Point-per-instance localization data:
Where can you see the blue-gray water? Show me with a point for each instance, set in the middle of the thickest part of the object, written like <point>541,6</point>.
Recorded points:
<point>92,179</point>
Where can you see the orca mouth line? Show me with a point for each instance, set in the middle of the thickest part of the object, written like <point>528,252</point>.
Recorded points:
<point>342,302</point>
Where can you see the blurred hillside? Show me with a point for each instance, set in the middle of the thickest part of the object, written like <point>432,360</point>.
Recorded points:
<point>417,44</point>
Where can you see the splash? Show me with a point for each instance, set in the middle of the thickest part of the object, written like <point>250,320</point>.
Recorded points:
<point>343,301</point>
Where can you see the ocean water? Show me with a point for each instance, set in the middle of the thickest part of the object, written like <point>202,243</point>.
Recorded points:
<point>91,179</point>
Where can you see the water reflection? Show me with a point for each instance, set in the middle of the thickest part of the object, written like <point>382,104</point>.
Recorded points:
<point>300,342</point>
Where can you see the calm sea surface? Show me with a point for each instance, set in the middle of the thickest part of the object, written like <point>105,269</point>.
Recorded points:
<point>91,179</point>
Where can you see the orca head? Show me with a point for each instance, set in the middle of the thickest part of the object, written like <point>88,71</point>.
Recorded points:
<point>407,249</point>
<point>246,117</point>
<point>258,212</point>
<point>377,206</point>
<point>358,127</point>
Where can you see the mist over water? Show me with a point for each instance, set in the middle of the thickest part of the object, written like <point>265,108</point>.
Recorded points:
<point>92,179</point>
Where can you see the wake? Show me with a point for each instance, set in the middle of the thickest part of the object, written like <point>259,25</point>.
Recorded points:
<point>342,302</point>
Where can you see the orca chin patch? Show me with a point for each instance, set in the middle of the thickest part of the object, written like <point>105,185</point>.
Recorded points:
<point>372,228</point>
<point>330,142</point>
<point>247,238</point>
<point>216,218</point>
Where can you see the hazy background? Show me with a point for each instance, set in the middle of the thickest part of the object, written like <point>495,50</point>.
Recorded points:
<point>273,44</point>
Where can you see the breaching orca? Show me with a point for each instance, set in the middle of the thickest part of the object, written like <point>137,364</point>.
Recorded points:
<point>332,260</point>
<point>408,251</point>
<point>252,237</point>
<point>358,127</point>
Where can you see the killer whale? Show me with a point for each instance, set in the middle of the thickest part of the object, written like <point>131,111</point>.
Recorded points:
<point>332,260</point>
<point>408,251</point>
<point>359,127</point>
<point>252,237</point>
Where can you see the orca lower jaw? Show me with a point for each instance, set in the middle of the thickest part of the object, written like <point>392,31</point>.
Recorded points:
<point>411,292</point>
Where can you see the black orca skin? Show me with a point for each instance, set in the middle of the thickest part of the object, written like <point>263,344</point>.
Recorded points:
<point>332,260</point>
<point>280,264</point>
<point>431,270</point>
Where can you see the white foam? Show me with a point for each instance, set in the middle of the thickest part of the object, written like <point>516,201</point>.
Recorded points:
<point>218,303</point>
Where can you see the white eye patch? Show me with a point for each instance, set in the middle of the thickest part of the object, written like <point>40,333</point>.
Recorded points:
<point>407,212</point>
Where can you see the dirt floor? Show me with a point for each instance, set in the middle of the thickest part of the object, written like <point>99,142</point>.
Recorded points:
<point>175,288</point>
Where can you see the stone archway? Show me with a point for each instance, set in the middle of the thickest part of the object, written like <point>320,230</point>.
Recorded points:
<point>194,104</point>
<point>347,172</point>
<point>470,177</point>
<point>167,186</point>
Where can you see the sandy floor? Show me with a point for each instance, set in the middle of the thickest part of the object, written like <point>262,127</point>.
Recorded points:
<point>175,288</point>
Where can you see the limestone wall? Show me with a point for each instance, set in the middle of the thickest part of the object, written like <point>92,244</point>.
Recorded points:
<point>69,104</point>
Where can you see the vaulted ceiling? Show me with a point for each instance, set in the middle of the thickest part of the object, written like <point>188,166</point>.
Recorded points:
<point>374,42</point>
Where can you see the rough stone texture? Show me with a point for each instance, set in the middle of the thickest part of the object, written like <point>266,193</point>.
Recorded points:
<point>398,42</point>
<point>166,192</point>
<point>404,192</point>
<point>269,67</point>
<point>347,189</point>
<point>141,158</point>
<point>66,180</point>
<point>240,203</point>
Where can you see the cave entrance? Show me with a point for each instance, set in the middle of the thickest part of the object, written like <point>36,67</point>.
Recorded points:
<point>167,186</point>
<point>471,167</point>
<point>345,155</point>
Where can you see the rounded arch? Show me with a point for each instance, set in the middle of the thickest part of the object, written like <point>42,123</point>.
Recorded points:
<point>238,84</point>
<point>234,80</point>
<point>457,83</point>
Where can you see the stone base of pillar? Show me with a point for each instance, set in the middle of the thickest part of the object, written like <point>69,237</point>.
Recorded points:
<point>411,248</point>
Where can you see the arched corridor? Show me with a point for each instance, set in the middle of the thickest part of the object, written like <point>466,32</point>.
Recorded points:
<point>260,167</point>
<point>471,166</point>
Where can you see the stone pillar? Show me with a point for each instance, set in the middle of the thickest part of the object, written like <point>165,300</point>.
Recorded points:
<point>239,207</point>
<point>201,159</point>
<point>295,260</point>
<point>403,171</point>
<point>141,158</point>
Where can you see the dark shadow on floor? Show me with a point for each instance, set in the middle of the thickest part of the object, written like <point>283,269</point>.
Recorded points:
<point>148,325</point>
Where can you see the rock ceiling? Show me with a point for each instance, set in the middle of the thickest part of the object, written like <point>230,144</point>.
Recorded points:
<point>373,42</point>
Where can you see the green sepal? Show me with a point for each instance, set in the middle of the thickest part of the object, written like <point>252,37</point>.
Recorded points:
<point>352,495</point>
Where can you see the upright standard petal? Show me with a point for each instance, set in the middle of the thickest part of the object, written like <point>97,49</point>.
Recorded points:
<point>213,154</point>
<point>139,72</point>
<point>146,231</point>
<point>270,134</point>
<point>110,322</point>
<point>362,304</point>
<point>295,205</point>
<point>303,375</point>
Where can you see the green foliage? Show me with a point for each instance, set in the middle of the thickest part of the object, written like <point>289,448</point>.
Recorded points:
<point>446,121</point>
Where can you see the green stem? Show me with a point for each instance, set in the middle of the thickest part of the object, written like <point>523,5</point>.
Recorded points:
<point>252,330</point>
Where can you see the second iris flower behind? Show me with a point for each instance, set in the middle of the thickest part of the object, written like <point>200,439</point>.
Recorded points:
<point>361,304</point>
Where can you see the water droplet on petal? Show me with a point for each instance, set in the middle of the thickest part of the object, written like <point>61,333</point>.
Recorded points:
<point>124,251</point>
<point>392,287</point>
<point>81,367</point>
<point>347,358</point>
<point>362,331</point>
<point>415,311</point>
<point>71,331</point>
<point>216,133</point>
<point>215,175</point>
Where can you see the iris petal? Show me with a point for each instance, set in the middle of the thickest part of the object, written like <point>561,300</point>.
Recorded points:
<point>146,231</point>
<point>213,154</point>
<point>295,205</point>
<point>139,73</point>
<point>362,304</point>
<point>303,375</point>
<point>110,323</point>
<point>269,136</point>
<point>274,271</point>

** Assignment **
Set down again, word for word, the stretch of records from the line with "Where can you see the black" to the line with "Where can you see the white eye", both of those lines included.

** Answer to this task **
Where can you see the black orca skin? Show me with a point for each instance, set in the middle of the thickest part of the object, written like <point>263,344</point>.
Recorded points:
<point>332,260</point>
<point>280,264</point>
<point>431,270</point>
Where can you see the white foam? Show me with a point for each instance, set in the middle of the thickest part of the object, written like <point>516,201</point>.
Recorded points:
<point>218,303</point>
Where can you see the white eye patch? Show me with a point for each instance, set in the middle of the thickest part of the object, written like <point>40,333</point>.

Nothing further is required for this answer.